PROVIDED TEXT
Look for sales and consider mixing materials, using the more expensive material on prominent areas such as an island and a less expensive material on the perimeter. Buying remnants are a possibility for smaller areas, such as an island, pastry slab, or bathroom counter, and you could mix and match remnants for bigger areas. Beveled and bull-nosed edges add style, but may boost cost. Rounded edges are safer than squared edges, and may not cost extra.

Be precise

Have the fabricator take final measurements, making accuracy his responsibility. Insist that the estimate and contract specify the material's thickness and finish, and fees for cutouts for the sink, faucet, and cooktop, along with edge treatment, backsplash, and removal of old counters.

Types

In our tests we stained, sliced, scratched, scorched, and nicked 14 materials from leading brands and found huge differences in materials. But there was little difference among competing brands, except for recycled glass, and that's why we rate materials, not brands.

Quartz


Also known as engineered stone, quartz is a blend of stone chips, resins, and pigments and is ideal for areas that get plenty of use and abuse. It comes in an array of vibrant colors and styles that mimic stone.

Pros:

Quartz survived a gauntlet of spills, hot pots, knives, and more with top scores, and it doesn't have to be sealed for stain protection. It's waterproof so it can be paired with an undermounted sink.

DATA LISTING
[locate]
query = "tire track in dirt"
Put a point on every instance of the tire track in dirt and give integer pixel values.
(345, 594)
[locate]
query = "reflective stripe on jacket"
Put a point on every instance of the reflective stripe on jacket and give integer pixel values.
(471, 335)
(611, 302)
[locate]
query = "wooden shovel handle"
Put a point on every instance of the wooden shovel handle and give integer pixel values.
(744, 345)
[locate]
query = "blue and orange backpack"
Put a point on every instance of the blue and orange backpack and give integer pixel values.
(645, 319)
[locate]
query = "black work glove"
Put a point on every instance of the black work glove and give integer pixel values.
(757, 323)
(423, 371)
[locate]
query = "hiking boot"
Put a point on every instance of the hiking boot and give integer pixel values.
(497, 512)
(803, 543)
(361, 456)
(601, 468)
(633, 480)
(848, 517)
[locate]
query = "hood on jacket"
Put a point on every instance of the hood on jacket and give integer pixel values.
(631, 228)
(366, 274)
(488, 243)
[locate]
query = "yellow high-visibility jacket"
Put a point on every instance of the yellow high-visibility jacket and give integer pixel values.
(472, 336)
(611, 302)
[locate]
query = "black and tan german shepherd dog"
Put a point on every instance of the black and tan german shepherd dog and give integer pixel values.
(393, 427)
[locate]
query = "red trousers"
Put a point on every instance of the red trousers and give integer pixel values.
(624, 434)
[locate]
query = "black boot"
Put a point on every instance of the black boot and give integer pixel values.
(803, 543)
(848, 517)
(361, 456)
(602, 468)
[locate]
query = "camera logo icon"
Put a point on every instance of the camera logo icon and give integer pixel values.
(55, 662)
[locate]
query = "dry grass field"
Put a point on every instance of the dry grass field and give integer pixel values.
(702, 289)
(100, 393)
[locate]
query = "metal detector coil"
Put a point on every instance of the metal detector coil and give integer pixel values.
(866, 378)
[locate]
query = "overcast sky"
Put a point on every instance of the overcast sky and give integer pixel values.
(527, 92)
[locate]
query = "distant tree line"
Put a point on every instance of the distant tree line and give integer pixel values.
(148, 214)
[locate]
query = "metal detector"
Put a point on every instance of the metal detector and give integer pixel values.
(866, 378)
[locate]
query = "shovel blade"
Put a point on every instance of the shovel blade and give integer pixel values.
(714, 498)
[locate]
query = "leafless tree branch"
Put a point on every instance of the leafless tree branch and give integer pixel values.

YOUR TASKS
1: According to the countertop text, what did the testers do to the 14 materials? List each action.
2: Pick up the countertop text after its last sentence and carry it further.

ANSWERS TO EACH TASK
1: stained, sliced, scratched, scorched, nicked

2:
Cons:

Some patterns can appear unnaturally uniform, although manufacturers are trying for a more random look closer to natural stone. Edges and corners can chip and only a pro can repair them--rounded edges help.

Granite


Each slab of this natural material is unique. It remains popular and is a good choice for heavily-used areas and can be used with an under-mounted sink.

Pros:

Like quartz, granite survived our spills, hot pots, knives, and more with top scores.

Cons:

Edges and corners can chip and you'll need a pro to repair them, and granite needs periodic sealing for stain protection.

Tile


Ceramic tile comes in a wide selection of colors and patterns. It mixes nicely with other materials and works well on a backsplash or island top.

Pros:

Tile is inexpensive and relatively easy to install. It offers excellent heat resistance, so it's a good choice around stoves. Buying a few extra tiles allows you to repair localized damage easily, one tile at a time.

Cons:

The grout is likely to stain even when it's sealed although darker grout can help, and tile edges and corners can chip.

Laminates


Laminate generally consists of layers of paper or fabric impregnated with resin over composition wood, and is much better looking than it used to be thanks to new printing technology and decorative edges. Laminate is available in hundreds of cool patterns and interesting colors, and is inexpensive and relatively easy to install. Use in areas of heavy use but minimal abuse. Laminates typically show seams on the front edge and between the backsplash and counter, but Formica and Wilsonart offer decorative edges that replace the dark line along the edge of the counter. Another option is post-forming, a process that uses heat to form and bend laminate sheets, making them look continuous and without seams.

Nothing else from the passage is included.